[Box annotations for photos]
** BEGIN **

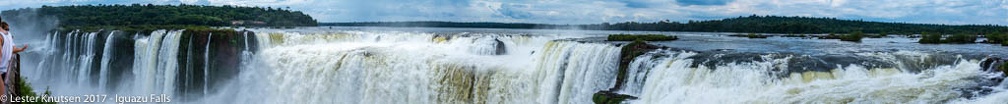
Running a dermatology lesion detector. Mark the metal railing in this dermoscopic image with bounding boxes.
[4,54,21,96]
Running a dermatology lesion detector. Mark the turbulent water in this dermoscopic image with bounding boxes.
[13,27,1008,104]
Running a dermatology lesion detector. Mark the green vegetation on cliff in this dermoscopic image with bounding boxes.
[3,4,318,27]
[14,77,55,104]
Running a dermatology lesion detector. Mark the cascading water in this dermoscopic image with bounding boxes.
[19,29,1008,104]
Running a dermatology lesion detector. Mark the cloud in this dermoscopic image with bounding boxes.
[0,0,1008,25]
[676,0,734,5]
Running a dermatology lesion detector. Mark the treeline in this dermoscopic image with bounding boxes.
[321,15,1008,34]
[581,15,1008,34]
[319,21,571,29]
[2,4,318,27]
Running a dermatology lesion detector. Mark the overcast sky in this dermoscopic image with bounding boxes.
[0,0,1008,25]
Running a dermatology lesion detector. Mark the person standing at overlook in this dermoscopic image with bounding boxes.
[0,18,28,95]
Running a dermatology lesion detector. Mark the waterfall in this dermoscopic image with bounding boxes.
[98,31,116,88]
[133,30,181,95]
[630,50,999,104]
[76,32,98,85]
[228,31,619,103]
[26,29,1008,104]
[203,33,214,95]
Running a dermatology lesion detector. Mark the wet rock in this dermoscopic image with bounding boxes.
[494,38,507,56]
[592,91,637,104]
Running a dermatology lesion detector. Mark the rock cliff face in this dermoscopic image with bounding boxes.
[36,29,258,99]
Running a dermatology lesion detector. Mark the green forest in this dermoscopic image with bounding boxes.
[2,4,318,27]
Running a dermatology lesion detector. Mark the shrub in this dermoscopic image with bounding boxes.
[607,34,678,40]
[984,33,1006,43]
[942,33,977,43]
[917,32,941,43]
[746,33,767,38]
[840,31,865,41]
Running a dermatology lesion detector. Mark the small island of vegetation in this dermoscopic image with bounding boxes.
[607,34,679,41]
[0,4,318,31]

** END **

#### REQUIREMENTS:
Render the lines above as a JSON list of strings, one string per line, with blank lines left out. Leave the picture out of the answer.

#### WRITTEN RESPONSE:
[
  "Running a dermatology lesion detector. Mark the metal railing in this dermoscopic image with bounding boxes.",
  "[4,54,21,96]",
  "Running a dermatology lesion detector. Mark the turbulent water in this dermoscopic image with bounding boxes.",
  "[13,27,1008,104]",
  "Running a dermatology lesion detector. Mark the green vegetation on cliff in this dermoscopic image with bounding boxes.",
  "[3,4,318,27]",
  "[14,77,55,104]",
  "Running a dermatology lesion detector. Mark the cascading water in this dermoscopic image with bounding boxes.",
  "[19,29,1008,104]",
  "Running a dermatology lesion detector. Mark the cloud in this dermoscopic image with bounding boxes.",
  "[0,0,1008,25]",
  "[676,0,734,5]",
  "Running a dermatology lesion detector. Mark the treeline in this dermoscopic image with bounding boxes.",
  "[321,15,1008,34]",
  "[581,15,1008,34]",
  "[319,21,571,29]",
  "[2,4,318,27]",
  "Running a dermatology lesion detector. Mark the overcast sky in this dermoscopic image with bounding boxes.",
  "[0,0,1008,25]",
  "Running a dermatology lesion detector. Mark the person standing at overlook in this dermoscopic image with bounding boxes.",
  "[0,18,28,95]",
  "Running a dermatology lesion detector. Mark the waterfall in this dermoscopic image with bounding boxes.",
  "[98,31,116,88]",
  "[133,30,181,95]",
  "[630,50,999,104]",
  "[76,32,98,85]",
  "[228,31,619,103]",
  "[26,29,1008,104]",
  "[203,33,214,95]",
  "Running a dermatology lesion detector. Mark the wet rock in this dermoscopic image with bounding boxes.",
  "[494,38,507,56]",
  "[592,91,637,104]",
  "Running a dermatology lesion detector. Mark the rock cliff face in this dermoscopic image with bounding boxes.",
  "[36,29,258,99]",
  "Running a dermatology lesion detector. Mark the green forest in this dermoscopic image with bounding boxes.",
  "[2,4,318,27]",
  "Running a dermatology lesion detector. Mark the shrub in this dermoscopic image with bounding boxes.",
  "[607,34,678,40]",
  "[984,33,1006,43]",
  "[942,33,977,43]",
  "[917,32,941,43]",
  "[746,33,767,38]",
  "[840,31,865,41]",
  "Running a dermatology lesion detector. Mark the small island of vegetation in this dermoscopic image with bounding boxes.",
  "[607,34,679,41]",
  "[0,4,318,31]"
]